About this task: Print, word for word, the part of the research summary below that opens with the words "In 2018, we" and closes with "(Nat Commun, 2018).".

Design and implement machine learning algorithms to predict cancer patient drug response and identify “driver” ncRNA genes. Supported by NIH/NCI 1R01CA282704 (Yang, D, impact score 24, percentile: 13%).

It is conceivable that if some ncRNA genes are repeatedly targeted by somatic chromosome copy number alterations or DNA methylation in cancer samples, these ncRNAs may play an important role in cancer initiation and progression. My group have developed computational algorithms to understand how ncRNA expression is somatically interrupted in the cancer genome and epigenome during tumor initiation and progression. I have led the ncRNA analysis in TCGA colorectal cancer, gastric cancer, low-grade glioma and melanoma working groups to characterize the ncRNA regulatory network and subtype by using these methods (Nature, 2012; Cell, 2015; N Engl J Med. 2015).

In 2018, we integrated multiple dimensional pharmacogenomic data of 11,950 lncRNAs in 5,605 tumors and 505 cancer cell lines to build machine learning algorithm to predict cancer patient drug response and identify “driver” genes (Fig. 5). Using Elastic Net (EN) regression model, we have successfully built lncRNA-drug response models for 265 anti-cancer agents across 27 cancer types. Our analysis identified 27,341 pan-cancer lncRNA-drug predictive pairs. We have shown that cancer cell line based lncRNA EN-models can predict therapeutic outcome in cancer patients. Further lncRNA-pathway co-expression analysis identified ADME chemo-resistance lncRNAs could regulate drug response through drug-metabolism and disposition pathway (Nat Commun, 2018).

  1. Wang Y, Wang Z, Xu J, Li J, Li S, Zhang M, Yang D#. Systematic Identification of Non-coding Pharmacogenomic Landscape in Cancer, Nat Commun, 2018 Aug 9;9(1):3192. doi: 10.1038/s41467-018-05495-9.

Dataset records
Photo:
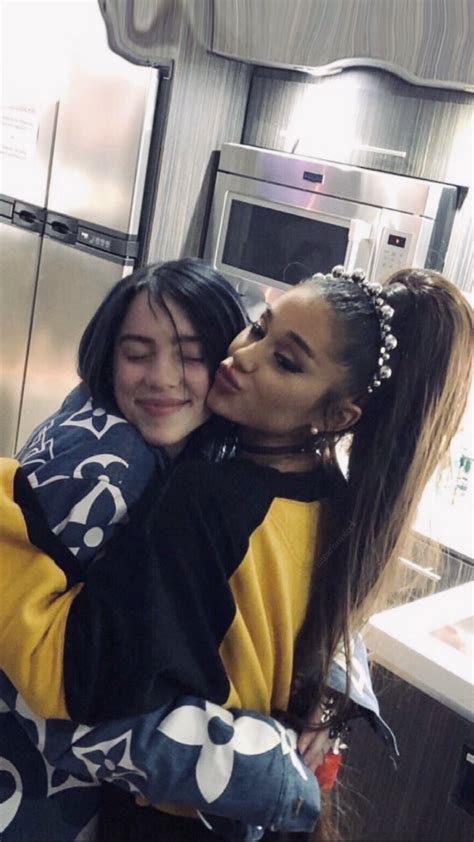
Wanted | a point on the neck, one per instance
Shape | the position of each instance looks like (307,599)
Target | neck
(288,456)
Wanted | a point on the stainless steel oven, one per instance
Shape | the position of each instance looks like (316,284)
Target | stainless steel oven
(277,218)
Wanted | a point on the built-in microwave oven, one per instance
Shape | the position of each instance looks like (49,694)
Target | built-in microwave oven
(277,218)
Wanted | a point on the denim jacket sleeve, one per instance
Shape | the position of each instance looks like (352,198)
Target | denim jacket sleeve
(235,764)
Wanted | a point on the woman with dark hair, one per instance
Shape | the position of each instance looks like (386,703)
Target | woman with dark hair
(272,559)
(146,362)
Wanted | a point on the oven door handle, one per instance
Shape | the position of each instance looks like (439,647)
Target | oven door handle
(360,245)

Task response:
In 2018, we integrated multiple dimensional pharmacogenomic data of 11,950 lncRNAs in 5,605 tumors and 505 cancer cell lines to build machine learning algorithm to predict cancer patient drug response and identify “driver” genes (Fig. 5). Using Elastic Net (EN) regression model, we have successfully built lncRNA-drug response models for 265 anti-cancer agents across 27 cancer types. Our analysis identified 27,341 pan-cancer lncRNA-drug predictive pairs. We have shown that cancer cell line based lncRNA EN-models can predict therapeutic outcome in cancer patients. Further lncRNA-pathway co-expression analysis identified ADME chemo-resistance lncRNAs could regulate drug response through drug-metabolism and disposition pathway (Nat Commun, 2018).